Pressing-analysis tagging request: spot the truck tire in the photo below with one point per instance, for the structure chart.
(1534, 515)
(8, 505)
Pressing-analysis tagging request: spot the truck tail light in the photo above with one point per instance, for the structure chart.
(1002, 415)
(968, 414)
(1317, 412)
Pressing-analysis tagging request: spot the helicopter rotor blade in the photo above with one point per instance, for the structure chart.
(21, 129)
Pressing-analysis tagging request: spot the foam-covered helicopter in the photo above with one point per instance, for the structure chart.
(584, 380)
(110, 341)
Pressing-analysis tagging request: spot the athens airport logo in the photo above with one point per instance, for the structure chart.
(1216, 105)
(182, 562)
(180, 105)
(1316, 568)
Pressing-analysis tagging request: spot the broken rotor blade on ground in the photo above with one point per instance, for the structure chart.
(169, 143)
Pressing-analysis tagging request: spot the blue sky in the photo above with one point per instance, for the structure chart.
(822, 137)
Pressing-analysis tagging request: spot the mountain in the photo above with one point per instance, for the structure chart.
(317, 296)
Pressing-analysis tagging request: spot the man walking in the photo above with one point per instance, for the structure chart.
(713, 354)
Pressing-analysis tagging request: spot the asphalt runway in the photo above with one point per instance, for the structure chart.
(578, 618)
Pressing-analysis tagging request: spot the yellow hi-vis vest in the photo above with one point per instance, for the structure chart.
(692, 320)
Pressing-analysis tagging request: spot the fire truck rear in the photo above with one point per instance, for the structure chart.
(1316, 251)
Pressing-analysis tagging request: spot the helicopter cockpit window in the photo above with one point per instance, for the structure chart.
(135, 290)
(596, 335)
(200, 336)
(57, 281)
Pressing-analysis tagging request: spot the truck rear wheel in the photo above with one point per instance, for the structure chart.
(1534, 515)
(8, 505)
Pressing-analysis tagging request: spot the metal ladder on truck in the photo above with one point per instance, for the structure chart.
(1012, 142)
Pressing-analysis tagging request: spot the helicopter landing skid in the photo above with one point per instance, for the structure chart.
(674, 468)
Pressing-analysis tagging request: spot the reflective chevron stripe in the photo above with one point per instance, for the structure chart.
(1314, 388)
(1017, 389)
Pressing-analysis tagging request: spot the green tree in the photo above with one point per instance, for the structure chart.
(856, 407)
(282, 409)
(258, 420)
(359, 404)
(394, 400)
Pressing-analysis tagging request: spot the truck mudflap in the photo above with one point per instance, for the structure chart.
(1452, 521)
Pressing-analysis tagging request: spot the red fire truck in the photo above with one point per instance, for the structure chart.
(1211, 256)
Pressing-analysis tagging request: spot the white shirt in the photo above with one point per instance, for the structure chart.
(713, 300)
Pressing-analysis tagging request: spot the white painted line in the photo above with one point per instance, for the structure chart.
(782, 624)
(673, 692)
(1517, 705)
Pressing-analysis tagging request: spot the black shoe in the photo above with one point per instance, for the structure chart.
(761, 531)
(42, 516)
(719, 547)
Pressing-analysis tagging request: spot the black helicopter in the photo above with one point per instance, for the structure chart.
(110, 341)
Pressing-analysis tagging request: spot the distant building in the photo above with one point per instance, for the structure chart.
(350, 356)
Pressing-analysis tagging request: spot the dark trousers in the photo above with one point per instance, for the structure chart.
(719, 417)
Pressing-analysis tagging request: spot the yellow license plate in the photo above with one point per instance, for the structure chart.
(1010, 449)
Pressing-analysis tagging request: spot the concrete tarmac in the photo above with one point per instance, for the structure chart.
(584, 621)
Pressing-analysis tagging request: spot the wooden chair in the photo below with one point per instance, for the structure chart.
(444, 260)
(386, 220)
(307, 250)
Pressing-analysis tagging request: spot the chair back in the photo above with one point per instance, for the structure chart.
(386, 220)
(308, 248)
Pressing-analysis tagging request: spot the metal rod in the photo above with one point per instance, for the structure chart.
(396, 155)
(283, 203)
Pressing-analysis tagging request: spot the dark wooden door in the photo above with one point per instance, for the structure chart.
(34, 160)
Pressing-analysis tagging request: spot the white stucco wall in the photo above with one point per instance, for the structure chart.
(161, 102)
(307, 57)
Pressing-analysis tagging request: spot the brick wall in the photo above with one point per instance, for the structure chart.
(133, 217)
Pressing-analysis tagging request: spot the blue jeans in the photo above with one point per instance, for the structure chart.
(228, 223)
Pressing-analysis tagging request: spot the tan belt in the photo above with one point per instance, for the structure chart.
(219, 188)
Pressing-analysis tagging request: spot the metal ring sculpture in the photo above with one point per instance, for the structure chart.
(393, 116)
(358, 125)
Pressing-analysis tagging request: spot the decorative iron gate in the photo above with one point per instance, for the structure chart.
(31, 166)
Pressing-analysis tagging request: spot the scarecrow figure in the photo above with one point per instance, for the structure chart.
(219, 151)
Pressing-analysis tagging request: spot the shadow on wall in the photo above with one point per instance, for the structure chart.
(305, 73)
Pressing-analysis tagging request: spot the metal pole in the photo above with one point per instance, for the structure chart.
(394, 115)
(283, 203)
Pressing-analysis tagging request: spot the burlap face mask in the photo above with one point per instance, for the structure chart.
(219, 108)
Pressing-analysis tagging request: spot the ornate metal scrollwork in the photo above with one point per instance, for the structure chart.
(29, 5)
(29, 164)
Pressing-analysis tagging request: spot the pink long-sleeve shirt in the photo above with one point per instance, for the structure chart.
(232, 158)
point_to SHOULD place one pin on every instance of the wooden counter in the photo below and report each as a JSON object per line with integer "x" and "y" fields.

━━━━

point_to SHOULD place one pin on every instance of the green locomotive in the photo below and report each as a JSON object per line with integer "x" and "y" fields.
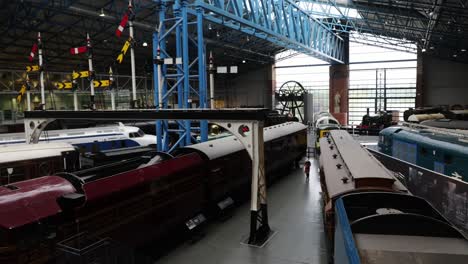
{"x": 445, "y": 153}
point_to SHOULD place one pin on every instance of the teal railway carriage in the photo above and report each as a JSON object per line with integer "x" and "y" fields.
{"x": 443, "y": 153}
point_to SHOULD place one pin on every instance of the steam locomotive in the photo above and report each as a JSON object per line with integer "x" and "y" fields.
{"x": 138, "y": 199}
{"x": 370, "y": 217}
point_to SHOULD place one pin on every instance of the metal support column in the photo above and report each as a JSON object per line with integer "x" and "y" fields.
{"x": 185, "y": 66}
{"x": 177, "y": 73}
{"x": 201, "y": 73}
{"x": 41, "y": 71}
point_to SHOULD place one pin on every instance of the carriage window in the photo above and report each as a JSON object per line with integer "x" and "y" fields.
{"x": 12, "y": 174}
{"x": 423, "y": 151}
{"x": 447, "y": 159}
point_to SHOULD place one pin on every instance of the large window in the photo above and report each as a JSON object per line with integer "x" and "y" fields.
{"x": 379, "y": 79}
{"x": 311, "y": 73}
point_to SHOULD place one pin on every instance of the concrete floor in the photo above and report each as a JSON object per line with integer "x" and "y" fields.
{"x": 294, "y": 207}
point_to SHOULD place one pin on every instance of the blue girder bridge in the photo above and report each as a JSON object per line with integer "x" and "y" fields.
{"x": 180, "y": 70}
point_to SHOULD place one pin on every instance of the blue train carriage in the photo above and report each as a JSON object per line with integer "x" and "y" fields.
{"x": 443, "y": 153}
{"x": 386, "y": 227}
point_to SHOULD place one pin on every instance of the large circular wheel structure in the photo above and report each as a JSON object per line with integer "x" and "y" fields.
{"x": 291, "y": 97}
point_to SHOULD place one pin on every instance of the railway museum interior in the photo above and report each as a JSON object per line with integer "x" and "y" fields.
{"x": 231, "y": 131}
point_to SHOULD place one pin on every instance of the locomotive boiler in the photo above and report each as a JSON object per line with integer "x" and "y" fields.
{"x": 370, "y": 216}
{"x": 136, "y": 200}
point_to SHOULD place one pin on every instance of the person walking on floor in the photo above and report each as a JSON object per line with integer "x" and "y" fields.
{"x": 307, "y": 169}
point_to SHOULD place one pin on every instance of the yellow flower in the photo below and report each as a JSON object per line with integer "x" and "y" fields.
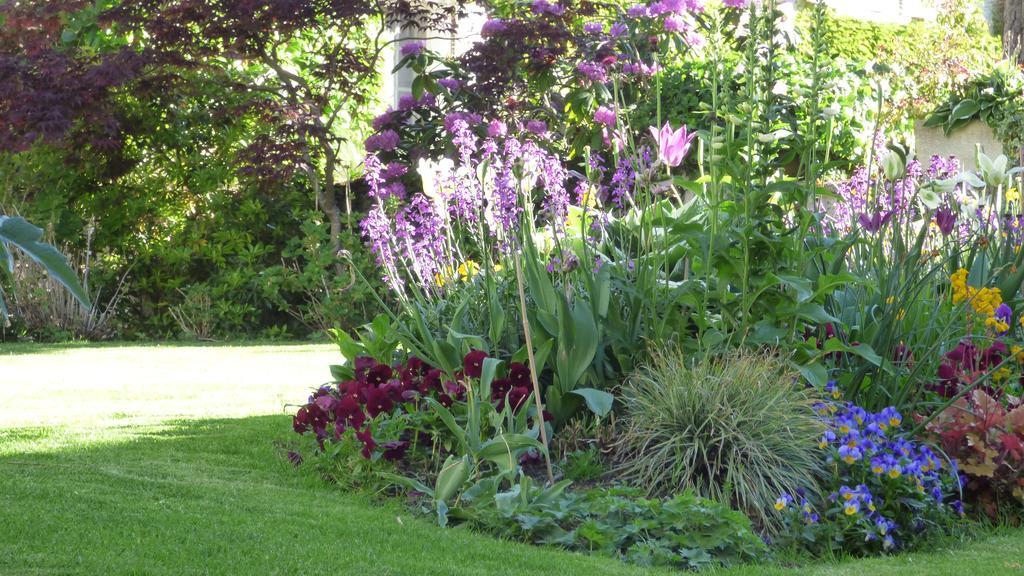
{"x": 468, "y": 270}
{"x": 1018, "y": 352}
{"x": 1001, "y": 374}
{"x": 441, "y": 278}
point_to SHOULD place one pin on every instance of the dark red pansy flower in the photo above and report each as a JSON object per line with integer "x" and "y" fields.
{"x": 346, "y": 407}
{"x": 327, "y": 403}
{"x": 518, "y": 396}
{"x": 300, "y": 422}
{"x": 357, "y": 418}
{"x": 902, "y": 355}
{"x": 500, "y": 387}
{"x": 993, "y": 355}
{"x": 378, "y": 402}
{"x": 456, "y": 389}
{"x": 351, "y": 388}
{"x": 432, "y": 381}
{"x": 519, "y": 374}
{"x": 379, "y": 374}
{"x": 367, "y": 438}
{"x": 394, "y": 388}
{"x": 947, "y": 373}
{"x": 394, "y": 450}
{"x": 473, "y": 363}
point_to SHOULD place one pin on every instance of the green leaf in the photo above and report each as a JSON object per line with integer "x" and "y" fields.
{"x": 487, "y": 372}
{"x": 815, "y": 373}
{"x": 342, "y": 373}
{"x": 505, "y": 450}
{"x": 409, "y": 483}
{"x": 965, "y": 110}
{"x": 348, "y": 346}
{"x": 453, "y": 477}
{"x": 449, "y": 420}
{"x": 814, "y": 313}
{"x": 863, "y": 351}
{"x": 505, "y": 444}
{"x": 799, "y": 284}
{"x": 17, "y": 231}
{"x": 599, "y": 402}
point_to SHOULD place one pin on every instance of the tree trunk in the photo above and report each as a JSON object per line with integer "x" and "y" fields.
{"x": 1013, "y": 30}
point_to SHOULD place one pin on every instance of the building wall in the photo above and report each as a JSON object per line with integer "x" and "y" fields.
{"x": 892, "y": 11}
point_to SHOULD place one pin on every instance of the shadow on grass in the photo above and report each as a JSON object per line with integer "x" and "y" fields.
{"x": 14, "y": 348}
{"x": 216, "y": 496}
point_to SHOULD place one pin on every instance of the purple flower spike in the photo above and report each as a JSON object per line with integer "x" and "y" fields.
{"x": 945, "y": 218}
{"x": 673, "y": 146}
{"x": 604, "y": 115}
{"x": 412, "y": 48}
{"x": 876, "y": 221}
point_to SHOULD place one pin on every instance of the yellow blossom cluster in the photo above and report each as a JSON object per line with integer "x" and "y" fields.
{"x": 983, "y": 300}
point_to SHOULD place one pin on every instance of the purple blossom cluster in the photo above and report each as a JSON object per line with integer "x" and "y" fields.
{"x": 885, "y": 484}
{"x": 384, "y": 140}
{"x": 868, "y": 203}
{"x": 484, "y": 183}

━━━━

**GOAL:**
Transcribe the records without changes, beginning at the line that contains "Pressing-analysis tagging request: spot the pink" and stopping after the line that contains "point_to SHOULD place one pin on every instance of the wooden".

**EXERCISE SOLUTION:**
Pressing-analysis tagging request: spot the pink long-sleeve shirt in the photo above with one point per instance, for the structure chart.
(232, 158)
point_to SHOULD place one pin on every instance of the wooden counter in the photo below and report each as a JSON object per line with integer "x" and "y" fields.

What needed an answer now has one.